▶ **ACTION ITEM**: Exactly the lines from the one containing "Every woman sitting on ledge — box them." through the end of the entries, both ends included, are to be output.

▶ **RECORDS FOR THIS TASK**:

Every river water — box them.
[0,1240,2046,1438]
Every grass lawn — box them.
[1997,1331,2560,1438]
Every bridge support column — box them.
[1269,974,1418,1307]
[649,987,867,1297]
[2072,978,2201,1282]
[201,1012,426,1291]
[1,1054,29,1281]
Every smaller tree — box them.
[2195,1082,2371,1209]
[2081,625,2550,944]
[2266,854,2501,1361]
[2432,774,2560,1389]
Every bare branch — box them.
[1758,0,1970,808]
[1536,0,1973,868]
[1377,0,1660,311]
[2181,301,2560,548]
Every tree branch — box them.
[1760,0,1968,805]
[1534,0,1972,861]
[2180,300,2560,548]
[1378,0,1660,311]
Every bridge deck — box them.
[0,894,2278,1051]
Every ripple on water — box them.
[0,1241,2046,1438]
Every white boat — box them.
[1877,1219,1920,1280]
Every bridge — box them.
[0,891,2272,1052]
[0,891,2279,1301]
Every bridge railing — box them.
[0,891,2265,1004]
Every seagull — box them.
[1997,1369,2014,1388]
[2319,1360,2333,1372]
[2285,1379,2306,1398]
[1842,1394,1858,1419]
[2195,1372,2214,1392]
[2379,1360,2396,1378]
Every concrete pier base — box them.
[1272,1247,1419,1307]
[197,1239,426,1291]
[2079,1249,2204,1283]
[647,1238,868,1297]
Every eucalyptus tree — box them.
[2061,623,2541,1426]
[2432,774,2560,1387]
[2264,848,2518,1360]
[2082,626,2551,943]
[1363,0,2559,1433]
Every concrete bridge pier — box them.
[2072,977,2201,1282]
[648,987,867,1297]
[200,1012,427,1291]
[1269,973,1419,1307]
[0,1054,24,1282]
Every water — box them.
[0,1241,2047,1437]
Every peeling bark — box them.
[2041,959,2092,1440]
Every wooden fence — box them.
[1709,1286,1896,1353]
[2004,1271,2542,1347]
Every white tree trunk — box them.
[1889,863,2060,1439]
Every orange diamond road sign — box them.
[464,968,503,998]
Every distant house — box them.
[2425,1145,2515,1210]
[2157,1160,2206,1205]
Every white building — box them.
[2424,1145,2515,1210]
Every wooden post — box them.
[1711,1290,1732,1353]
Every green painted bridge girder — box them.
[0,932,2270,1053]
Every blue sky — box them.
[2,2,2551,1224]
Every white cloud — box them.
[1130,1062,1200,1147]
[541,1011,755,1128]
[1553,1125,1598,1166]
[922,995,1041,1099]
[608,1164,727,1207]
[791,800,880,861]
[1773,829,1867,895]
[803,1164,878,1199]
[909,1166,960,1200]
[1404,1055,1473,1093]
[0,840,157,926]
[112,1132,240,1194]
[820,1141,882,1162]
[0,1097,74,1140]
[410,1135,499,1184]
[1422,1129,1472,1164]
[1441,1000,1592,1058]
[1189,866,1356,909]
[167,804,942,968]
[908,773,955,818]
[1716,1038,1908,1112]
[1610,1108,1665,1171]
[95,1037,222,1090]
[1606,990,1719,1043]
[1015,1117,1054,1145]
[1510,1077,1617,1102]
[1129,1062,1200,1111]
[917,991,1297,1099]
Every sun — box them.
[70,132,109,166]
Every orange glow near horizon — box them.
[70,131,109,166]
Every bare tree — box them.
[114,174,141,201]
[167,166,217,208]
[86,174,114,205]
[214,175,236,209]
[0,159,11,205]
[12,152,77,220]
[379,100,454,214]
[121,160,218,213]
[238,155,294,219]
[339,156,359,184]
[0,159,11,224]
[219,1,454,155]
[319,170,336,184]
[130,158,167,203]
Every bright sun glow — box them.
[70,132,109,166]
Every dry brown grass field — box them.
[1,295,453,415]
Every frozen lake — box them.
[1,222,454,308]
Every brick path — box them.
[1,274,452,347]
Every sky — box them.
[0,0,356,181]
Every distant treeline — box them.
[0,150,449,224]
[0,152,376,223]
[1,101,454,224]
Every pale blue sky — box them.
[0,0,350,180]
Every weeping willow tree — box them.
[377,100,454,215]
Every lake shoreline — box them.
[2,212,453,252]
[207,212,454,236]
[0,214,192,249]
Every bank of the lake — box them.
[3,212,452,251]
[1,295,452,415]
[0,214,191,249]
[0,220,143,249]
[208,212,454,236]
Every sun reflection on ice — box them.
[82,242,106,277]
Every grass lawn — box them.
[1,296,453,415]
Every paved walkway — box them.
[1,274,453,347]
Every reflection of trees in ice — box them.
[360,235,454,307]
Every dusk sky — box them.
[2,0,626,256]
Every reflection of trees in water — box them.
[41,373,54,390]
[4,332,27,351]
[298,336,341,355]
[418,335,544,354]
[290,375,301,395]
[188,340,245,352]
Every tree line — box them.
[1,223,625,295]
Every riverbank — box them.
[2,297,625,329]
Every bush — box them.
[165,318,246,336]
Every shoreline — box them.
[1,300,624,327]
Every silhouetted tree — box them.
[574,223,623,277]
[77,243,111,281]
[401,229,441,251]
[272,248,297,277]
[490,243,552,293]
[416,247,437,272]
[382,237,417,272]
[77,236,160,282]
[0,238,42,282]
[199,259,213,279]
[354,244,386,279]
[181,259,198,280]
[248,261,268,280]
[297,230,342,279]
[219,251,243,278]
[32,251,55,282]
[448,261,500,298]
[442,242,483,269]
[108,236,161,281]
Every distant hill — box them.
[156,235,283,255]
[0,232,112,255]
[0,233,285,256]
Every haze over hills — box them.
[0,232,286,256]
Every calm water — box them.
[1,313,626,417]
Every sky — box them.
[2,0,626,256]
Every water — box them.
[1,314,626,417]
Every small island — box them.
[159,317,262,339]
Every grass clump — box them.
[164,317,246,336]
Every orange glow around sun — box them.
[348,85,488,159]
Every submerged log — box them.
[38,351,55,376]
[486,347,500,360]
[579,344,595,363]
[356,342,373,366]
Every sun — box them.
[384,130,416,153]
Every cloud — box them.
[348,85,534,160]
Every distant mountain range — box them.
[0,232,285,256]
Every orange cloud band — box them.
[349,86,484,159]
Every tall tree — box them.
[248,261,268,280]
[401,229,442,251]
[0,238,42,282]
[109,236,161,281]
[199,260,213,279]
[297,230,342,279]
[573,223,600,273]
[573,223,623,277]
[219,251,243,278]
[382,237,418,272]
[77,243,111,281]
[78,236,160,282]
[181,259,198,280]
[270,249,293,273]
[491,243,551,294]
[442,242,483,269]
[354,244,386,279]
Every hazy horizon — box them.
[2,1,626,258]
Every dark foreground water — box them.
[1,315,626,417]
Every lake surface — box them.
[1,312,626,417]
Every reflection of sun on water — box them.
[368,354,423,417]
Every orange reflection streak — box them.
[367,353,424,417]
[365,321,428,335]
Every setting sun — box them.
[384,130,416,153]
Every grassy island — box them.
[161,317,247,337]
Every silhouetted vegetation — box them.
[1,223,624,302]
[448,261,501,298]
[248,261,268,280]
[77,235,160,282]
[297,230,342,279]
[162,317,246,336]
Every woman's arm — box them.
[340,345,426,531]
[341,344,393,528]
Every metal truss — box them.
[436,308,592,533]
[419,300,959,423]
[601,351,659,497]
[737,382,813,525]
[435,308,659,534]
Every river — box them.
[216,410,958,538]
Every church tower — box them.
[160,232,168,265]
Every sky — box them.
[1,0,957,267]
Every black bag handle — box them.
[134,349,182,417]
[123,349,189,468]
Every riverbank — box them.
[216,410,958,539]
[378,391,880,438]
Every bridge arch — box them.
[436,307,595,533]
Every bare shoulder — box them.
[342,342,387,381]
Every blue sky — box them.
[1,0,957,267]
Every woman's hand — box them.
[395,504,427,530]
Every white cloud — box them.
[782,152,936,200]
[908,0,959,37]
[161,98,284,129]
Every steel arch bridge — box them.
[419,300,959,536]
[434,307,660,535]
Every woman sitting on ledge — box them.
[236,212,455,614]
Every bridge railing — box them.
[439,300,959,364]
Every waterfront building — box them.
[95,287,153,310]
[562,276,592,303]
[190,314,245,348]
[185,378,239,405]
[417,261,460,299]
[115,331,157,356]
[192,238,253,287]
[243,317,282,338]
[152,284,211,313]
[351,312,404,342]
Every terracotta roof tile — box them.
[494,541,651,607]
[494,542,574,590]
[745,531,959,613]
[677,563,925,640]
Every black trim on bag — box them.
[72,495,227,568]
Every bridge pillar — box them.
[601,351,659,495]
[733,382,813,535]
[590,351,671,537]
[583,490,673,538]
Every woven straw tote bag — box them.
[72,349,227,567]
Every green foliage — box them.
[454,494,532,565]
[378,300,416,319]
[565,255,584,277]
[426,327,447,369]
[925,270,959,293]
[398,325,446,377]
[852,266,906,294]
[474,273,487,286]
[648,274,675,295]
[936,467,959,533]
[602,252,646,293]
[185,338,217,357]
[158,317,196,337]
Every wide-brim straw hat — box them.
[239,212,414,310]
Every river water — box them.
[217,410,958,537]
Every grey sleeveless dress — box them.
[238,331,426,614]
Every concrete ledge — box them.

▶ **WRITTEN RESPONSE**:
Every woman sitting on ledge — box them.
[236,212,455,614]
Every bridge railing — box them.
[439,300,959,364]
Every waterfront building — box them.
[95,287,153,310]
[562,276,592,303]
[190,314,245,348]
[185,378,239,405]
[417,261,460,299]
[115,331,157,356]
[192,238,253,287]
[243,317,282,338]
[152,284,211,313]
[351,312,404,342]
Every terracotta roof tile — box them.
[494,541,651,607]
[494,542,574,590]
[745,531,959,613]
[677,563,925,640]
Every black trim on bag — box them.
[72,495,227,568]
Every bridge pillar — box them.
[601,351,659,495]
[733,382,813,535]
[590,351,671,537]
[583,490,673,538]
Every woven straw tote bag — box them.
[72,349,227,567]
Every green foliage — box them.
[454,494,532,565]
[378,300,416,319]
[565,255,584,277]
[426,327,447,369]
[925,270,959,293]
[398,325,446,377]
[852,266,906,294]
[474,273,487,286]
[648,274,675,295]
[936,467,959,533]
[602,252,646,293]
[185,338,217,357]
[158,317,196,337]
Every wide-brim straw hat — box them.
[239,212,414,310]
Every river water — box them.
[217,410,958,537]
Every grey sleeveless dress — box them.
[238,331,426,614]
Every concrete ledge — box them.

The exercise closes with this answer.